### GIVEN RECORDS

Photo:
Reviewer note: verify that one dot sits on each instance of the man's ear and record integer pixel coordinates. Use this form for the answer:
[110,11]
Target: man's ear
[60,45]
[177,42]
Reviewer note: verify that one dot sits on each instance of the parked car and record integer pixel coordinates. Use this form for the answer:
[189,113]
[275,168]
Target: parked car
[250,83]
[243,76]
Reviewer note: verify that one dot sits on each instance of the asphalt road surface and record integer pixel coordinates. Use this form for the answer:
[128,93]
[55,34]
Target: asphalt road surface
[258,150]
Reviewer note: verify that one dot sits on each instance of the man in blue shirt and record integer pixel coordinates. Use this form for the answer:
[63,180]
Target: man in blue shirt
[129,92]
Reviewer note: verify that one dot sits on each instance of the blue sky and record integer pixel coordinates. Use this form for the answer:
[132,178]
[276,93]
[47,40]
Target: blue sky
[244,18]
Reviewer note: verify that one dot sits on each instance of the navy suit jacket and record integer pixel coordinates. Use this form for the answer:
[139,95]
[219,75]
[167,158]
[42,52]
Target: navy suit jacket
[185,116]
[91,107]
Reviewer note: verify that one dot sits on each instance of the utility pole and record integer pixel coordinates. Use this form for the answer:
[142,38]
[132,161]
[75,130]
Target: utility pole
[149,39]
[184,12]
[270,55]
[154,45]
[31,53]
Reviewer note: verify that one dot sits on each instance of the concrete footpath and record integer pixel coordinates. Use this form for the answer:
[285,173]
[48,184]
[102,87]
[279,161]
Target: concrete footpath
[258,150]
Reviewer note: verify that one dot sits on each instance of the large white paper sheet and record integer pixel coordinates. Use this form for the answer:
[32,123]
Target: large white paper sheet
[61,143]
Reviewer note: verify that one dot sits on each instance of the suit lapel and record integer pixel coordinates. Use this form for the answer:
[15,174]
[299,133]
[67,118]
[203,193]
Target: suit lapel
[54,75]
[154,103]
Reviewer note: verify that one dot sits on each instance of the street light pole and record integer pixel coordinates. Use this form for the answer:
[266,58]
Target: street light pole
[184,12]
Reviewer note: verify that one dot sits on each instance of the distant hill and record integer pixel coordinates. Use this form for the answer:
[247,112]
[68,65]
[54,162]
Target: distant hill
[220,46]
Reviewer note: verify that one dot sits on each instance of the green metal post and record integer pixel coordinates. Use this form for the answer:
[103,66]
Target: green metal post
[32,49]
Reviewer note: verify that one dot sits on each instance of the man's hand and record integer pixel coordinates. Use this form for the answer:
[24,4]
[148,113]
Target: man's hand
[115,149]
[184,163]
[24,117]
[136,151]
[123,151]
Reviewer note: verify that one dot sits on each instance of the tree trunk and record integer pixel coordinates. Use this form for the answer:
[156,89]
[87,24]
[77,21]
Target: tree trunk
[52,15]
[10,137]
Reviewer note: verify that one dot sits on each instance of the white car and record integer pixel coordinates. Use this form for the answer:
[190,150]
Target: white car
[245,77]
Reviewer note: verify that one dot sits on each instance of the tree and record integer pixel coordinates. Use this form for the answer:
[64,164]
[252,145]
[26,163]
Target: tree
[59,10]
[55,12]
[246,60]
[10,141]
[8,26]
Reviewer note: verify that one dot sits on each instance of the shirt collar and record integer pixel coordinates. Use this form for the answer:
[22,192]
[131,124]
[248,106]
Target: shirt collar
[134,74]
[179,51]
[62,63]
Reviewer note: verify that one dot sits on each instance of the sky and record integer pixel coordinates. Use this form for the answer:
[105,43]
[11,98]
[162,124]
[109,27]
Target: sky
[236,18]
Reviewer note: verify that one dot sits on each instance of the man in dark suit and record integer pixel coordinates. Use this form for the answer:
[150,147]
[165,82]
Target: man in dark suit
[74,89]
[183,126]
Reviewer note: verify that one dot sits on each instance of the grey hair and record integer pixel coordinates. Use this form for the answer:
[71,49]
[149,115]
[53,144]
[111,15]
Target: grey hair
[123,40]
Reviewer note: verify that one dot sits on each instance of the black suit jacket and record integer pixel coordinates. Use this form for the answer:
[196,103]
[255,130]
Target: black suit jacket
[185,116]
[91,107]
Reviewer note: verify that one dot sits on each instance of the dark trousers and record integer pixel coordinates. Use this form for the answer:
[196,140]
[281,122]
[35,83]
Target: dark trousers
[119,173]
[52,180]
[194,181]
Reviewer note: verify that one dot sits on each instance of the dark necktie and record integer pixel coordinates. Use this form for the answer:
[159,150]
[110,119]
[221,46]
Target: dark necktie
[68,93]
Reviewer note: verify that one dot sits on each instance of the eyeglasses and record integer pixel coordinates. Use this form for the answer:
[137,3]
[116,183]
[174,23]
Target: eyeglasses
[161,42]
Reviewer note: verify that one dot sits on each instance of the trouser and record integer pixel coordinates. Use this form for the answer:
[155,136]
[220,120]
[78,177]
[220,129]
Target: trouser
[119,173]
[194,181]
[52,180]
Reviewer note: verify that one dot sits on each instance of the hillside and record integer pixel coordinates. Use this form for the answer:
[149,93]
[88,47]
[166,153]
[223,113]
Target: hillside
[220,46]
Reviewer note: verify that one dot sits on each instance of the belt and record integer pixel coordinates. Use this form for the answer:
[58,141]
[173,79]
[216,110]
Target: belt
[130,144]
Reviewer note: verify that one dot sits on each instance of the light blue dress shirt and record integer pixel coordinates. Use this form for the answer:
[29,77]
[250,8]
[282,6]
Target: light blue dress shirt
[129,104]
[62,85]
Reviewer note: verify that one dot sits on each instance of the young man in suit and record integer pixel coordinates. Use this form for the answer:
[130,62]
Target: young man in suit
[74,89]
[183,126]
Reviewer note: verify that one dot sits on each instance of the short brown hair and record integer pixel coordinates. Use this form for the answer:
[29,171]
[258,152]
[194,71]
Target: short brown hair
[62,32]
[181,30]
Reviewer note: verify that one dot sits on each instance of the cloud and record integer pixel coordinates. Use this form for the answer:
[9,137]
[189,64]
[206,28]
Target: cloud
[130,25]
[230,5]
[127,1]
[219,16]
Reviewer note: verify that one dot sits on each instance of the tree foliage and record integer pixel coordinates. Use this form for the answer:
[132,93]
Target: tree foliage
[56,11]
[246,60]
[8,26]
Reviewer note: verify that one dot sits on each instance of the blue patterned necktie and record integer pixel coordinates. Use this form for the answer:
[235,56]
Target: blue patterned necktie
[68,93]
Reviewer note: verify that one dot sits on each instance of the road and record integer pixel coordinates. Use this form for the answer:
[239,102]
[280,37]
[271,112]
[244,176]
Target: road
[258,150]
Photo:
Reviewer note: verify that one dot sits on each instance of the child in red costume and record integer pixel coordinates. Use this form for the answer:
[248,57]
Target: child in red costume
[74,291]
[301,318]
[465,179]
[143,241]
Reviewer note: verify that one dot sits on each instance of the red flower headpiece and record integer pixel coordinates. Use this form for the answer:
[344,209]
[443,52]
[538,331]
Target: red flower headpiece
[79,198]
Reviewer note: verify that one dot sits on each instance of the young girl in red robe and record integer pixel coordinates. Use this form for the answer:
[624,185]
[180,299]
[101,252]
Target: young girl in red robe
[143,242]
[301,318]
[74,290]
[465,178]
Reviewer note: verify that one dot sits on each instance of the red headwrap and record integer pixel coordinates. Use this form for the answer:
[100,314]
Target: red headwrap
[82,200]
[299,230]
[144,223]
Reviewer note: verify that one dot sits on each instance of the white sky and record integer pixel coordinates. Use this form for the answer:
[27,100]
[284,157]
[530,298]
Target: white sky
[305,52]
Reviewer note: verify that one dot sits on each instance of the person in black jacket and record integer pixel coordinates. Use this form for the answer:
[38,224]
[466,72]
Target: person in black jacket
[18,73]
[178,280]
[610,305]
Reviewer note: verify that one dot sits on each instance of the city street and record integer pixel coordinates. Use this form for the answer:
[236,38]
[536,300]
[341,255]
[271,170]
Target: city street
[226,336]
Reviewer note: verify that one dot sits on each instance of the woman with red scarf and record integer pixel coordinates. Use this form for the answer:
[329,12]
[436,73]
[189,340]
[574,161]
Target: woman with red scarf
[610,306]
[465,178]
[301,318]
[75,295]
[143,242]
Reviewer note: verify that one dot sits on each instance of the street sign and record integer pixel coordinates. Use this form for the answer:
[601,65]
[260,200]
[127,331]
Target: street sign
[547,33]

######

YOUR OBJECTIVE: Repeat only the stretch of lines starting at the one containing "the young girl" and running to the final line of the entries above.

WORKED ANSWER:
Reviewer note: verify that one dot sits on each instance of the young girl in red robe and record integer pixel coordinates. Use this form for the answer:
[624,185]
[180,299]
[101,252]
Target: young girl in red robe
[143,242]
[301,318]
[74,290]
[465,178]
Reviewer note: verify that one dot sits on each instance of the red headwrap and record integer pixel coordinates. Use this form for the answer:
[100,314]
Target: red headwrap
[82,200]
[299,230]
[144,223]
Reviewer note: verify that one dot sits on each instance of the white sky and record integer pixel coordinates. Use this form for the answer:
[27,100]
[284,157]
[530,298]
Target: white sky
[305,52]
Reviewer note: verify that one dot sits on each instance of the person in black jacket and record integer pixel coordinates. Use this form for the answer:
[38,224]
[466,72]
Target: person in black jacket
[18,73]
[178,280]
[610,305]
Reviewer note: verify that one dot sits on each instance of the city street and record integer pixel coordinates. Use this form for the answer:
[236,38]
[536,300]
[341,255]
[271,170]
Target: city street
[226,336]
Reviewer note: verify that one dot sits on each instance of the woman with red scarf and record integer pixel coordinates. Use this form for the answer:
[329,12]
[436,73]
[189,340]
[574,161]
Target: woman with red scarf
[610,306]
[465,178]
[301,318]
[75,295]
[143,242]
Reviewer note: verify that one dot sits on each instance of the street sign and record integer pixel coordinates. Use this form for the answer:
[601,65]
[260,200]
[127,331]
Target: street sign
[547,33]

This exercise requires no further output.